[EXERCISE MATERIAL]:

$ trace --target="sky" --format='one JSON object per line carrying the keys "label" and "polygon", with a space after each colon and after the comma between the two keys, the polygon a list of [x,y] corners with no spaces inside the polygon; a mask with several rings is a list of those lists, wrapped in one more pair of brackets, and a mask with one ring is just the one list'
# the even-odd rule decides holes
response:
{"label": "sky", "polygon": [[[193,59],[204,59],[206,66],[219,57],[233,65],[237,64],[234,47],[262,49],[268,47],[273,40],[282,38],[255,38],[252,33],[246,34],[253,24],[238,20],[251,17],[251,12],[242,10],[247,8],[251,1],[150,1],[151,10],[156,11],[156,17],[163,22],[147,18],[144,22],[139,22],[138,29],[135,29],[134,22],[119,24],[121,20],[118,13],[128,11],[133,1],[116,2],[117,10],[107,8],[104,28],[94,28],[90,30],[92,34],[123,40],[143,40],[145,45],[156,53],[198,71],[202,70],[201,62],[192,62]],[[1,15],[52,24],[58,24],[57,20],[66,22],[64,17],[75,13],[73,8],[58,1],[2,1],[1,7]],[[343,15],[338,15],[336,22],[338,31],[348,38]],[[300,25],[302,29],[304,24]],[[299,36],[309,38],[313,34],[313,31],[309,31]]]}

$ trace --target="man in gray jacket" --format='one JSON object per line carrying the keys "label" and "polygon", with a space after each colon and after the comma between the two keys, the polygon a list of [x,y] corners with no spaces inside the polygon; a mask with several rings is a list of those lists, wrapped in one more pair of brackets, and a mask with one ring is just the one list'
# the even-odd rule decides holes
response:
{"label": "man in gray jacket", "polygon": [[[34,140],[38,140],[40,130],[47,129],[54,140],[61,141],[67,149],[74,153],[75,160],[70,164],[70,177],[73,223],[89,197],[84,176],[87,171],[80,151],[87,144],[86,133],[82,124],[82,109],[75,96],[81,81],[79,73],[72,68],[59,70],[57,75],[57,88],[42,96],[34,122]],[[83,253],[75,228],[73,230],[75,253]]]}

[WORK TO COMPLETE]: Copy the material above back out, exactly as written.

[FULL SOLUTION]:
$ trace --target="sky" --format='one JSON object per line carrying the keys "label" and "polygon", with a space after each colon and after the comma between the two keys, the polygon a list of [x,y] corners with no spaces inside the polygon; a mask with several rings is a list of those lists, wrapped in one more pair of brackets, and a mask with one ring is just the one list'
# the even-odd rule decides holes
response:
{"label": "sky", "polygon": [[[193,59],[204,59],[206,66],[219,57],[233,65],[237,64],[234,47],[262,49],[268,47],[273,40],[282,38],[255,38],[252,33],[246,34],[253,24],[238,20],[251,17],[251,12],[242,10],[247,8],[251,1],[150,1],[151,10],[156,11],[156,17],[163,22],[147,18],[144,22],[139,22],[138,29],[135,29],[134,22],[119,24],[121,20],[118,13],[128,11],[133,1],[116,2],[117,10],[107,8],[104,28],[94,28],[90,30],[92,34],[123,40],[143,40],[145,45],[156,53],[198,71],[202,70],[201,62],[192,62]],[[1,15],[52,24],[58,24],[57,20],[66,22],[64,17],[75,13],[73,8],[58,1],[2,1],[1,7]],[[343,15],[338,15],[336,22],[338,31],[348,38]],[[300,25],[302,29],[304,24]],[[299,36],[309,38],[313,34],[313,31],[309,31]]]}

$ trace --target="man in gray jacket" --format='one JSON object per line carrying the keys "label" and "polygon", with a space after each colon and after the comma between the two keys, the polygon a list of [x,y] corners with no spaces inside the polygon; a mask with several rings is a list of those lists, wrapped in one more pair of brackets, and a mask with one ring is just the one list'
# the even-odd rule decides holes
response:
{"label": "man in gray jacket", "polygon": [[[34,140],[38,140],[40,130],[47,129],[54,140],[61,141],[67,149],[74,153],[75,160],[70,164],[70,177],[73,223],[89,197],[84,176],[87,171],[80,151],[87,144],[86,133],[82,124],[82,109],[75,96],[81,81],[79,73],[72,68],[59,70],[57,75],[57,88],[42,96],[34,122]],[[83,253],[75,228],[73,230],[75,253]]]}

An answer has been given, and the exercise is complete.